Problem description =
Which lines of the items below contain the word "grille"? Locate each one across both blocks and copy it out in full.

Data for the task =
########################################
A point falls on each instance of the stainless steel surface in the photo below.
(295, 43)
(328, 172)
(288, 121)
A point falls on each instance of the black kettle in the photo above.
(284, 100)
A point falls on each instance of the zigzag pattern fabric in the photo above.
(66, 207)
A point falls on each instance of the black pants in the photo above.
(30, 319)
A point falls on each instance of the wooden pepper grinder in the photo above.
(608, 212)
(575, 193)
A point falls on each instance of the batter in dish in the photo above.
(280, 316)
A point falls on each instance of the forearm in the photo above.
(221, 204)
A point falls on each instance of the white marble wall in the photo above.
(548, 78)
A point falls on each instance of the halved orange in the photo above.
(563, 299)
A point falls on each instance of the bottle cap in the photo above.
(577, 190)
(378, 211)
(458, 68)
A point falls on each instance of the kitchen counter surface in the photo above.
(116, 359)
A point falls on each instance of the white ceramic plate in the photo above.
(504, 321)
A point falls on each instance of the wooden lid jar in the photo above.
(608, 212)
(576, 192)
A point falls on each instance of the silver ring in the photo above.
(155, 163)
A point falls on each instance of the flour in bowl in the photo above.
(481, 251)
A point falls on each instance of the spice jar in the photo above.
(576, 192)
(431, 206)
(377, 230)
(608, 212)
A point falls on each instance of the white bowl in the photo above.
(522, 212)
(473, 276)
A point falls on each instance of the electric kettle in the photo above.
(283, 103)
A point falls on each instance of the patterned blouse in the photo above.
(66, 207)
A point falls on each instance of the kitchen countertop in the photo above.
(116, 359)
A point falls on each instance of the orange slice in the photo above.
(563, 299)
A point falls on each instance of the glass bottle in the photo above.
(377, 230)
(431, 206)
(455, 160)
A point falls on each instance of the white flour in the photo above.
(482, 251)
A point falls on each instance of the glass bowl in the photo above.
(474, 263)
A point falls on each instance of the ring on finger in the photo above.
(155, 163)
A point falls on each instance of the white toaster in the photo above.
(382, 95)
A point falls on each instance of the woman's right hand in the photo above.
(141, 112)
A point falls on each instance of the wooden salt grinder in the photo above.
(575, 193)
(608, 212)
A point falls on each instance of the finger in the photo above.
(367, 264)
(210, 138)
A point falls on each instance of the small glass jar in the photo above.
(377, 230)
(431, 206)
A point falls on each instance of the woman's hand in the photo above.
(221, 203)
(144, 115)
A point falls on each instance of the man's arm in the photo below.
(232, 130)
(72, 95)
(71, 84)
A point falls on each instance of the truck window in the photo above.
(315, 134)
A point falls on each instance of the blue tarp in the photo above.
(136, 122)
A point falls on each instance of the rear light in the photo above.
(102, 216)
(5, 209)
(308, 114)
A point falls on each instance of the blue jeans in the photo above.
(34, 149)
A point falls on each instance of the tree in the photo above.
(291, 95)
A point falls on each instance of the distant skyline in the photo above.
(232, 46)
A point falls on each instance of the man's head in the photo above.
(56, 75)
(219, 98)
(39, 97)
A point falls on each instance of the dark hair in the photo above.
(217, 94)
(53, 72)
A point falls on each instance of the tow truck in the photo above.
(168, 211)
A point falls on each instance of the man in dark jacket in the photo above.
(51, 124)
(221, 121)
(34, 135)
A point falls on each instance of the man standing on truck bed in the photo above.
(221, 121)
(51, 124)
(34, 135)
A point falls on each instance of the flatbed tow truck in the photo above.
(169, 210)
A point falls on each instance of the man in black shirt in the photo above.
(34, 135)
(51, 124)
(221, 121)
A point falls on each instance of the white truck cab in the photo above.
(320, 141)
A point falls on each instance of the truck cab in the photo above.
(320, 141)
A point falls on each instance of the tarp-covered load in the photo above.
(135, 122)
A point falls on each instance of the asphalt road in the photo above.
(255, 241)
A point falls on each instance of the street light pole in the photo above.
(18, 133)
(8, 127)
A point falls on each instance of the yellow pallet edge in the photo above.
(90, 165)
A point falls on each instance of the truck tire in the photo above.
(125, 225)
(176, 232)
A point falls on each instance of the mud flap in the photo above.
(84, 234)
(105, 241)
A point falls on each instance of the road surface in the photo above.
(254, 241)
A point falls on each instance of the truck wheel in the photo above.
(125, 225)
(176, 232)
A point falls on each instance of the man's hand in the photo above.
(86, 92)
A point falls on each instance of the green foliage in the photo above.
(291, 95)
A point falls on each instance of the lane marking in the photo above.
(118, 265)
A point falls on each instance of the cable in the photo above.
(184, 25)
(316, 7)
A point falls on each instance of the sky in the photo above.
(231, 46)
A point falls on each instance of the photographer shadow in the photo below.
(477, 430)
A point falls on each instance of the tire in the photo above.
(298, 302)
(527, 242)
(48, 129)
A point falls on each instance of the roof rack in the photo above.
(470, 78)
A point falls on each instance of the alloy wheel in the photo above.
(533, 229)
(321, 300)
########################################
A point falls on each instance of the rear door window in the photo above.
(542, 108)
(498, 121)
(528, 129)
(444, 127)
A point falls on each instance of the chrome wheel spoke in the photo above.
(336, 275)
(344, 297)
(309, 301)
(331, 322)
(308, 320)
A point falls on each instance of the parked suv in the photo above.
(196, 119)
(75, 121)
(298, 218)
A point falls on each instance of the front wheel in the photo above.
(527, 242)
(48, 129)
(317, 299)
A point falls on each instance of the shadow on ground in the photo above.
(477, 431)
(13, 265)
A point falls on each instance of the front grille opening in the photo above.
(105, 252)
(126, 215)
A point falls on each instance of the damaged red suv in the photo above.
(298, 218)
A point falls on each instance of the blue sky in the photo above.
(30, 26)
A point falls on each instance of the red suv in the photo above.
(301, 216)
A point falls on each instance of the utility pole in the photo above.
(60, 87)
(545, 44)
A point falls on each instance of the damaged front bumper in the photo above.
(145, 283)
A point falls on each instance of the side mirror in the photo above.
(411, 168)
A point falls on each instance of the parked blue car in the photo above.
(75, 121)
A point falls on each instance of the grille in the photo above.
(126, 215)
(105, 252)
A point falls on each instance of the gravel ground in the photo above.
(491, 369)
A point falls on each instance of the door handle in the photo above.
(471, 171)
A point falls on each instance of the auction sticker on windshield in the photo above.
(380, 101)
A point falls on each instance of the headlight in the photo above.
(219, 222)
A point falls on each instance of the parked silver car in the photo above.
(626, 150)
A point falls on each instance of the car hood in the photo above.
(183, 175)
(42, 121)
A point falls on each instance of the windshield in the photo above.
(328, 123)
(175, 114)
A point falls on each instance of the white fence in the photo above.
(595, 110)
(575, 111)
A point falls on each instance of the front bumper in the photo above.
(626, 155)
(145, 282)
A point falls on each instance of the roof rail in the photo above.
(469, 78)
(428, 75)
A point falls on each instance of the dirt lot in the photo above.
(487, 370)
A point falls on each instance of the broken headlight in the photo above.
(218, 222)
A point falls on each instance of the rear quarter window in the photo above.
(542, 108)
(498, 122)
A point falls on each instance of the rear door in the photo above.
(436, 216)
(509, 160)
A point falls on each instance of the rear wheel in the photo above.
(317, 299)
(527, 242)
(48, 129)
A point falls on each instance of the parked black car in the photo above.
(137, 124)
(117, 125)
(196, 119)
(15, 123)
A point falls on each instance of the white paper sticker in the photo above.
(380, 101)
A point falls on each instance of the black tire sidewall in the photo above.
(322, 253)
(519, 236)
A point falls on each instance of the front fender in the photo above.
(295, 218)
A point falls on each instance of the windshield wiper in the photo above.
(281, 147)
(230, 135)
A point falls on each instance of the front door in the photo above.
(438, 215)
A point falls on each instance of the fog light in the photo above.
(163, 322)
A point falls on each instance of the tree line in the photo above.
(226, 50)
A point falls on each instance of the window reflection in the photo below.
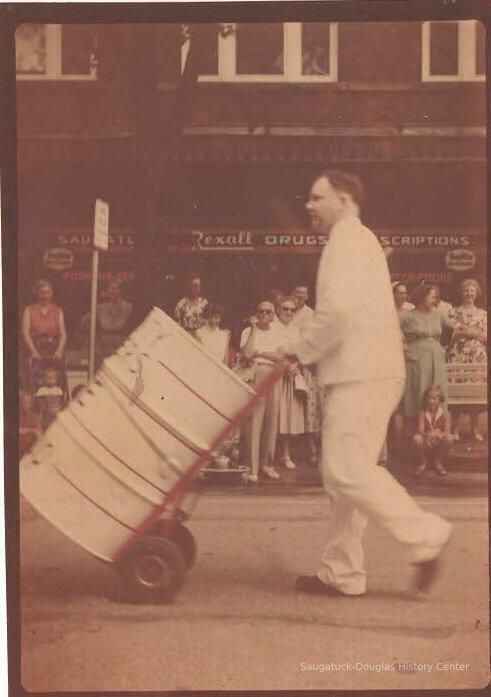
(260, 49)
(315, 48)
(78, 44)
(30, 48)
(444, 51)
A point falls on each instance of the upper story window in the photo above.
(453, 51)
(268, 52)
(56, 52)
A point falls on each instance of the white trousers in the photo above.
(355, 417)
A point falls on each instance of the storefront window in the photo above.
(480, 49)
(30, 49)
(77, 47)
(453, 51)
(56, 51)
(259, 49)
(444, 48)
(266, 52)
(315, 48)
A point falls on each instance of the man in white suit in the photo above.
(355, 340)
########################################
Full output =
A point falls on each instance of the front grille opening in the photo above.
A point falls on each instance of the grille in the photo above.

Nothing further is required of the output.